====== DATASET RECORDS ======
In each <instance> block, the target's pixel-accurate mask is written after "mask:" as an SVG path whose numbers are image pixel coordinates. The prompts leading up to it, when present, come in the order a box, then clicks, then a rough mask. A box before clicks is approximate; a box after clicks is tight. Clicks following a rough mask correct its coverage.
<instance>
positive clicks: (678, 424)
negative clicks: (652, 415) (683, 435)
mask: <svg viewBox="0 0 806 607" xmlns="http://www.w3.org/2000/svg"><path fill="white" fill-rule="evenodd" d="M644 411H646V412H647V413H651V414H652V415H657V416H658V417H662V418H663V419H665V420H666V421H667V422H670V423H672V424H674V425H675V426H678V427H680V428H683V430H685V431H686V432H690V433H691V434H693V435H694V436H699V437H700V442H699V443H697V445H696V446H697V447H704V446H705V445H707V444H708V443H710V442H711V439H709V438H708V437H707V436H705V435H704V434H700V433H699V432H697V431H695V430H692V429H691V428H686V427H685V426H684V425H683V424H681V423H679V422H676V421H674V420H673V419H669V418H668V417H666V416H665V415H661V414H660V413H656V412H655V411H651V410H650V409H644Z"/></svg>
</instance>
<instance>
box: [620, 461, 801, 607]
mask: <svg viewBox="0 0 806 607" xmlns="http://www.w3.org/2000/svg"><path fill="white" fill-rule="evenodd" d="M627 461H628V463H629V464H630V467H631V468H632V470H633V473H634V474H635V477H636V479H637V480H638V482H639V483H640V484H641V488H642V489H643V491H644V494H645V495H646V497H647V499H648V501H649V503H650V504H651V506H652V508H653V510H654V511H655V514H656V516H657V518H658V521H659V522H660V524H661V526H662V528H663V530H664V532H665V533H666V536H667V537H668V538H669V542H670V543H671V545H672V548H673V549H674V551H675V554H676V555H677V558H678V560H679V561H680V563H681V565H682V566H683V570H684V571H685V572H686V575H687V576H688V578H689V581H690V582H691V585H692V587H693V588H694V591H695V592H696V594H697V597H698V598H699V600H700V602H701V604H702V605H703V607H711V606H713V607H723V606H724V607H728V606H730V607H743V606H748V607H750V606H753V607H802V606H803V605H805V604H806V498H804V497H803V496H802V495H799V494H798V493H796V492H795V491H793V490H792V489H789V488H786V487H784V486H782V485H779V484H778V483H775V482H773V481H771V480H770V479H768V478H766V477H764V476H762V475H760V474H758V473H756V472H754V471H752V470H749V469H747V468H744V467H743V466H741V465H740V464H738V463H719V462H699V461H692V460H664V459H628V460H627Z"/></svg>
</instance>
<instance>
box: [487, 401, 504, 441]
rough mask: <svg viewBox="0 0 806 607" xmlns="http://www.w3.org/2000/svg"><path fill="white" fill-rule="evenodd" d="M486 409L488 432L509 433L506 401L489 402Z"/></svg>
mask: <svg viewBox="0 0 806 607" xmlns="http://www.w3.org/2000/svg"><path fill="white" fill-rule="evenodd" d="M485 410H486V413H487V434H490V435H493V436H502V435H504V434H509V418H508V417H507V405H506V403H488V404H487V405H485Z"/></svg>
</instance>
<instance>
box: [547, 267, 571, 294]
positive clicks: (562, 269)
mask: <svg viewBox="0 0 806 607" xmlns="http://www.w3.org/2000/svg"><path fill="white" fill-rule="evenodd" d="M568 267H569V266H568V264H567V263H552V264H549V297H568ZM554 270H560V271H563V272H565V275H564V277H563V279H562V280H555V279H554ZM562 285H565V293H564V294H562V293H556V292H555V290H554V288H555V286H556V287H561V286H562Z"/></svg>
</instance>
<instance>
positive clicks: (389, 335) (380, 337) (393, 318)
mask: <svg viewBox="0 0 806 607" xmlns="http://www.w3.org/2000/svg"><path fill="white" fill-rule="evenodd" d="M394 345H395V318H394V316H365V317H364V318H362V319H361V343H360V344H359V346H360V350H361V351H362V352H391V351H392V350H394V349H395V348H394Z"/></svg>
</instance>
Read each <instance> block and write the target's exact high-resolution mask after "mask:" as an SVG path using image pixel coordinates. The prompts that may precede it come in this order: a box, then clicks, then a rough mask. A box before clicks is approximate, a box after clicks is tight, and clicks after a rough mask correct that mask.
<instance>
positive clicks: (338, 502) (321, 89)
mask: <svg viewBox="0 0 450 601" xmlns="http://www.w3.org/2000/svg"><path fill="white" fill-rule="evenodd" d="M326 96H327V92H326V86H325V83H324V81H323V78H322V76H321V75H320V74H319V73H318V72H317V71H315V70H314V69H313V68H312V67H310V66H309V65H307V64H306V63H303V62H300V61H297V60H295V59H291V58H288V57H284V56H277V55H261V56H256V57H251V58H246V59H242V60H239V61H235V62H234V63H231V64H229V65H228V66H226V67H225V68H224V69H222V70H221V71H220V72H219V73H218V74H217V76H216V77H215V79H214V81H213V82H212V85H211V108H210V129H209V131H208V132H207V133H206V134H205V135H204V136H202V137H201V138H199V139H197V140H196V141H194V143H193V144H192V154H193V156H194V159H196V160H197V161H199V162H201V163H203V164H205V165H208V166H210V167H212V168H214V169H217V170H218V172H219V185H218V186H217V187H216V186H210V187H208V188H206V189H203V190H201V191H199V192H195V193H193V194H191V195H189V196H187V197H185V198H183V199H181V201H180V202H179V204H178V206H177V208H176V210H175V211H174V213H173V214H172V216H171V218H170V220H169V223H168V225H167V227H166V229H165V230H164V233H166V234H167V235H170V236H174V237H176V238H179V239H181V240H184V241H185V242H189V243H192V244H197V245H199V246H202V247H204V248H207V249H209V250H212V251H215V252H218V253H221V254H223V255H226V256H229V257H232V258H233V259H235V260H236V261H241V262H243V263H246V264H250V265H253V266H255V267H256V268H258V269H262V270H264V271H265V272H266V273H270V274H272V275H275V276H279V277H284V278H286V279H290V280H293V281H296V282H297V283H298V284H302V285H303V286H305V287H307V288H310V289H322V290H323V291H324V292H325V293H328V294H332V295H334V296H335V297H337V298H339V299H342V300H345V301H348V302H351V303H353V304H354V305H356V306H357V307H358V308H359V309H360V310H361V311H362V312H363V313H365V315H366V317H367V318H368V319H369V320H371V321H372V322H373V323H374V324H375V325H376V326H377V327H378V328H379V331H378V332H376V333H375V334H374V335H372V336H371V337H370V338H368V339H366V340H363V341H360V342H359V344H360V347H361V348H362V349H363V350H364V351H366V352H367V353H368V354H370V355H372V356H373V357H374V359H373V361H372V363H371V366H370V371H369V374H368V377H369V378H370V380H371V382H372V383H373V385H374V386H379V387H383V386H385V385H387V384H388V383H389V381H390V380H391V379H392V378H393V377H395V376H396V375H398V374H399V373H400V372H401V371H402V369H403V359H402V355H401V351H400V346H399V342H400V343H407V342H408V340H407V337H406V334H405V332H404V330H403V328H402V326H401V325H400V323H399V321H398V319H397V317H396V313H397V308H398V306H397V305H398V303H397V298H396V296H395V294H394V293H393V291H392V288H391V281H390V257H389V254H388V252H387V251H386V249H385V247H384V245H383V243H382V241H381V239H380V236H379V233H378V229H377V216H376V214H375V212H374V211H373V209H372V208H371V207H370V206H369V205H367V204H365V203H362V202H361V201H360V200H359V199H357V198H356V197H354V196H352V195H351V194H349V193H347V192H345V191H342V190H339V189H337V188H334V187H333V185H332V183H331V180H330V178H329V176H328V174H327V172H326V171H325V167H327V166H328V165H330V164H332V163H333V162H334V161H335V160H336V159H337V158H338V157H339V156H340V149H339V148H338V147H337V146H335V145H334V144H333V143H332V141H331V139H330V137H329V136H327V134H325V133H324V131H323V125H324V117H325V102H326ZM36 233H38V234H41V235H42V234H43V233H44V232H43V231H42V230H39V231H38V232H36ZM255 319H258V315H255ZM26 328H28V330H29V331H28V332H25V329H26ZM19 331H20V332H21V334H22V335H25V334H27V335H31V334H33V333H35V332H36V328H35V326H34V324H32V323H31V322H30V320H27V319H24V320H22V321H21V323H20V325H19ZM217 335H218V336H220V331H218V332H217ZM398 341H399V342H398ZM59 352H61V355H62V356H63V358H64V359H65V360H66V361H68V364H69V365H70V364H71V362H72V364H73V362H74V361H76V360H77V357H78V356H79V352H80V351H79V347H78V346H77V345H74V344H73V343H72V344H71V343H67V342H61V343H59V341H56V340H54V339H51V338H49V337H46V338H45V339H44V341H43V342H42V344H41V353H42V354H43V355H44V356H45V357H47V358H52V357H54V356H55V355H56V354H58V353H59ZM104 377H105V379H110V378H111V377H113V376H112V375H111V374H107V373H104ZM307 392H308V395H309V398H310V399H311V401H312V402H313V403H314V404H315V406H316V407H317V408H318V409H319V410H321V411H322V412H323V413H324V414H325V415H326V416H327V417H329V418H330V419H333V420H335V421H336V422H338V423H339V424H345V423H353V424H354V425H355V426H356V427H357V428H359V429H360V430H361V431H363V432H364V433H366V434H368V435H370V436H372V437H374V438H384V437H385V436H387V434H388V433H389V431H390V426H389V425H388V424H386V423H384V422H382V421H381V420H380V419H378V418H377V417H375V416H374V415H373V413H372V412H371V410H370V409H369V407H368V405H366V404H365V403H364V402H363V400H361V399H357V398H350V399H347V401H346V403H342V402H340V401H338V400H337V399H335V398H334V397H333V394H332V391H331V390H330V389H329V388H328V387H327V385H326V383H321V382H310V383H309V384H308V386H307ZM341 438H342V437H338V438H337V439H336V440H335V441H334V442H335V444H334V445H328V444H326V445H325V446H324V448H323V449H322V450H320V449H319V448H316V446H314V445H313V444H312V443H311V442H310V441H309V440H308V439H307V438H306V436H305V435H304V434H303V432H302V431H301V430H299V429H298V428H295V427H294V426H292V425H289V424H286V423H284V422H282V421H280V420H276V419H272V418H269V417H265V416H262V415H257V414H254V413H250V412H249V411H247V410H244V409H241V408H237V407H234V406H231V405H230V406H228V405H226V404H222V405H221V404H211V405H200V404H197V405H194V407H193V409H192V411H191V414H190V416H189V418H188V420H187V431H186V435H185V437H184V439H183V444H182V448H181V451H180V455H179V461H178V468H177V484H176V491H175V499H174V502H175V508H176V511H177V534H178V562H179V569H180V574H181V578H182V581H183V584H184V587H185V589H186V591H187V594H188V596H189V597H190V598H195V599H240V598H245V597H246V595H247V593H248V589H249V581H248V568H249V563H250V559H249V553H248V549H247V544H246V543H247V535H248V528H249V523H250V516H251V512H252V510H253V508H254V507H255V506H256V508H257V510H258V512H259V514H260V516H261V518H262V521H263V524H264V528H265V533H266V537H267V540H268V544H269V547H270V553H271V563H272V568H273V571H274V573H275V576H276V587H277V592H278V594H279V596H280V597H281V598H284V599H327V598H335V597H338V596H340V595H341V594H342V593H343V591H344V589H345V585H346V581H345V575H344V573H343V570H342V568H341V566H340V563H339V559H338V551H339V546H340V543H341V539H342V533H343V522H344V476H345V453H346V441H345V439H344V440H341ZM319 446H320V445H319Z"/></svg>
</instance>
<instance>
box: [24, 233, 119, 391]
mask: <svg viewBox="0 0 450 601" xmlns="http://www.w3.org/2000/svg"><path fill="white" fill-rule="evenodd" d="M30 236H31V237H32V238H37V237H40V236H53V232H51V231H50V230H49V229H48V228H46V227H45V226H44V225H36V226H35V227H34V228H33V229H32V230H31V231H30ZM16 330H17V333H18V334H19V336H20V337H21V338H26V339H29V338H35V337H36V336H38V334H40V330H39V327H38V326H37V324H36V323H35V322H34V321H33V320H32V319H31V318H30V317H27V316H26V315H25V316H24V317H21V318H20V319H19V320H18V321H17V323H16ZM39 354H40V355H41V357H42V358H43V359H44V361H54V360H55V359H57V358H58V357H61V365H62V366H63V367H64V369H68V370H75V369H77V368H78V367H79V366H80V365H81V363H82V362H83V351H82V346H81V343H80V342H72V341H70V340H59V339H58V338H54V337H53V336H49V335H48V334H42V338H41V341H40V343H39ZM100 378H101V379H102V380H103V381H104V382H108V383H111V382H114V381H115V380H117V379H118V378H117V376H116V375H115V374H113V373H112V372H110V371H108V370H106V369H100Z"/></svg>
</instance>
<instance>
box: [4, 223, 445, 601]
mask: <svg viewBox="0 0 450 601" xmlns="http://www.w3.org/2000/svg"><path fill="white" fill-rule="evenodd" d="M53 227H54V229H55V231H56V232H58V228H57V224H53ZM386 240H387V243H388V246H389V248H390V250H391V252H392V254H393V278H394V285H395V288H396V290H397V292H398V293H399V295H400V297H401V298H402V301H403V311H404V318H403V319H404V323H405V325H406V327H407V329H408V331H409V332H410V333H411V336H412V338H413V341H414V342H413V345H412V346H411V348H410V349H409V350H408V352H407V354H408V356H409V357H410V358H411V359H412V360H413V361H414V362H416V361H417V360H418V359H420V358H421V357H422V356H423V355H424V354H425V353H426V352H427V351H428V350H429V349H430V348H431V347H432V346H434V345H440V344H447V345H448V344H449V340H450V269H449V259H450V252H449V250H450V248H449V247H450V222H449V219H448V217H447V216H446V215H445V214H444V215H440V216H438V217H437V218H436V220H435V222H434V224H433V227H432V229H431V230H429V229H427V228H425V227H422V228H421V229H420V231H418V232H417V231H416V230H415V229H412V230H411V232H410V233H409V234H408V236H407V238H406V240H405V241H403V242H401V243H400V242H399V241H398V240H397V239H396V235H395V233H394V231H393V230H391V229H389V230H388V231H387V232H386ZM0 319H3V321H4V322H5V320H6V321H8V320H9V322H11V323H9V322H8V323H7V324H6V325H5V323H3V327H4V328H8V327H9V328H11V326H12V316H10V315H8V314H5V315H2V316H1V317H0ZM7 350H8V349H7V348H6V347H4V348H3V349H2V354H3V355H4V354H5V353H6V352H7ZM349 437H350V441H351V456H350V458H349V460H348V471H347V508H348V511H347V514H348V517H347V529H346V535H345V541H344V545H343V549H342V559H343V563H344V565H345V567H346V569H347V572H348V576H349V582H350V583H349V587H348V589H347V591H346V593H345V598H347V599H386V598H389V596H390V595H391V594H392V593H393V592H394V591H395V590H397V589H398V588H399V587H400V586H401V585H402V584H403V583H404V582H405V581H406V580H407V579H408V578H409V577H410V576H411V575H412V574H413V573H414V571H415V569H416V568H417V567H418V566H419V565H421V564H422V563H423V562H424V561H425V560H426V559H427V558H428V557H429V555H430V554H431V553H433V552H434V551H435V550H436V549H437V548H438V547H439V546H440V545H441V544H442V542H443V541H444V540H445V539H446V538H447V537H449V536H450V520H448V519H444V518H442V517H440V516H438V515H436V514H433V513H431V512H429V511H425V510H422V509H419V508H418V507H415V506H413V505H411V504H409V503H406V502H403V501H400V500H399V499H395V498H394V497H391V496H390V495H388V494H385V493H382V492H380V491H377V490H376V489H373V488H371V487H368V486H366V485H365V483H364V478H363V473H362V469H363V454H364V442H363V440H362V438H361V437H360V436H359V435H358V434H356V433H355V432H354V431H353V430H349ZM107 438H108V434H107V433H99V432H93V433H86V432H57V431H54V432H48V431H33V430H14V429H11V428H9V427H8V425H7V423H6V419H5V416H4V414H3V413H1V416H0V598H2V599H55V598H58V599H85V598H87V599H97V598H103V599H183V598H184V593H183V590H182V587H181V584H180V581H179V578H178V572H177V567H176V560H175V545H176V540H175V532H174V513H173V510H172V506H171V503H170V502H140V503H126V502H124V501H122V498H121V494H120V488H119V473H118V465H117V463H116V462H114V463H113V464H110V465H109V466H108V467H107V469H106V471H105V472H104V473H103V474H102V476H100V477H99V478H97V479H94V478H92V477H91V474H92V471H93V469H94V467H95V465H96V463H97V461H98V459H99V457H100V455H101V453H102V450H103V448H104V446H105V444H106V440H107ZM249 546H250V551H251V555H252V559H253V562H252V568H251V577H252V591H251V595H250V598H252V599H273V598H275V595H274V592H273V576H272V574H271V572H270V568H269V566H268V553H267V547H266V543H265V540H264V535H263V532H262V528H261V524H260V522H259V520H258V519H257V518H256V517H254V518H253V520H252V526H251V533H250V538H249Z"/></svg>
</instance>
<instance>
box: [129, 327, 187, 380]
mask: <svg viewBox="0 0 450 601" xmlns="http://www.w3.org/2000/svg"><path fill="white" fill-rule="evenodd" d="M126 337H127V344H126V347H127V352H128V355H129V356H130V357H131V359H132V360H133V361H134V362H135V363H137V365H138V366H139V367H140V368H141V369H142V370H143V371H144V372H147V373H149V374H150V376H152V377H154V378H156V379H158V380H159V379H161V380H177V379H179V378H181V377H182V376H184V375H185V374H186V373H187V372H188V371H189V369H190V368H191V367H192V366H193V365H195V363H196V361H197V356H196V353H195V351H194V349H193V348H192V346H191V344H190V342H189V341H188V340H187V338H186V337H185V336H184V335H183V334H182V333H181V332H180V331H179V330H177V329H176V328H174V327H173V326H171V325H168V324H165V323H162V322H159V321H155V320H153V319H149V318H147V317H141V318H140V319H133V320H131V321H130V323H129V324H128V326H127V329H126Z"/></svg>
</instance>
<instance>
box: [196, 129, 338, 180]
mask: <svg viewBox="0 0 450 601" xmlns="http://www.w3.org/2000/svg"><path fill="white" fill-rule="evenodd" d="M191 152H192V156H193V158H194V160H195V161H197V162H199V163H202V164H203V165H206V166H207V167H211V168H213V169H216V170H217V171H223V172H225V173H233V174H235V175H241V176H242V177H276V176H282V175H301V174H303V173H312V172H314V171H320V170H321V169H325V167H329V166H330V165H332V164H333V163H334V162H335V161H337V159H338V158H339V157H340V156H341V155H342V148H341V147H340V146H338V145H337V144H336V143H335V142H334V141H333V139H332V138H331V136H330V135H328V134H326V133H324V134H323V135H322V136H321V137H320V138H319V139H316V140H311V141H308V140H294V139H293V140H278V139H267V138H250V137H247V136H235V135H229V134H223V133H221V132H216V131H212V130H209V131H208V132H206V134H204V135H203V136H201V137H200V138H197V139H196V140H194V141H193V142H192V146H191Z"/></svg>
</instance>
======
▶ **TASK TO COMPLETE**
Wherever a line of the entries holds the string "before", copy that line.

▶ **RESPONSE AREA**
In each <instance> block, the target's pixel-accurate mask is written after "mask:" as an SVG path whose numbers are image pixel coordinates. The prompts leading up to it, when present, come in the order a box, then clicks, then a rough mask. A box before clicks is approximate; a box after clicks is tight. Clicks following a rough mask correct its coverage.
Read each <instance> block and write the target's exact high-resolution mask after "mask:" as an SVG path using image pixel coordinates. The prompts that may precede it come in this order: a box, then clicks, then a rough mask. A box before clicks is approximate, a box after clicks is tight, and clicks after a rough mask correct that mask.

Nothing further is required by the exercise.